Fig. 61.
When the appointed day has come, and the house is festively decked with garlands, messengers begin to arrive early in the morning from relations and friends, bringing all manner of presents for the mother and child. For the former they bring many dishes which will be useful at the banquet in the evening, especially fresh fish, polypi, and cuttle-fish. The baby receives various gifts, especially amulets to protect him against the evil eye. For, according to widespread superstition, these innocent little creatures are specially exposed to the influence of evil magic. Therefore the old slave, to whom the parents have confided the care of the child, chooses from among the various presents a necklace which seems to her especially suitable as an antidote to magic, on which are hung all manner of delicately-worked charms in gold and silver: such as a crescent, a pair of hands, a little sword, a little pig, and anything else which popular superstition may include in the ranks of amulets; and hangs this round the child’s neck.

> _Entries shown_:
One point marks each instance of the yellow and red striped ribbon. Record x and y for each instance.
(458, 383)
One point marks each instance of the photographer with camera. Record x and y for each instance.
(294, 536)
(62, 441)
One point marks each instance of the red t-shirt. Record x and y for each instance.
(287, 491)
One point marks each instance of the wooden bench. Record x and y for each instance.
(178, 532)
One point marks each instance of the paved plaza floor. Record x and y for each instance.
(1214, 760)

> _Directions for this task_: Carry on the passage about the gifts and amulets brought for the mother and child, starting after its final sentence. The rows are separate material from the passage above them.

> _The reply_:
The festival begins with a sacrifice, and is followed by the solemnity in which mother and child, who, according to ancient notions, are regarded as unclean by the act of birth, are purified or cleansed, along with all who have come in contact with the mother. This part of the ceremony is the real “Amphidromia” (literally “running round”). The nurse takes the child on her arm, and, followed by the mother and all who have come in contact with her, runs several times round the family hearth, which, according to ancient tradition, represents the sacred centre of the dwelling. Probably this was accompanied by sprinkling with holy water. At the banquet the relations and friends of the family appear in great numbers. In their presence the father announces the name which he has chosen for the child. After this all take their places at the banquet, even the women, who, as a rule, do not take part in the meals of the men. The standing dishes on this occasion are toasted cheese and radishes with oil; but there is no lack of excellent meat dishes such as breast of lamb, thrushes, pigeons, and other dainties, as well as the popular cuttle-fish. A good deal of wine is drunk, mixed with less water than is generally the custom. Music and dancing accompany the banquet, which extends far into the night.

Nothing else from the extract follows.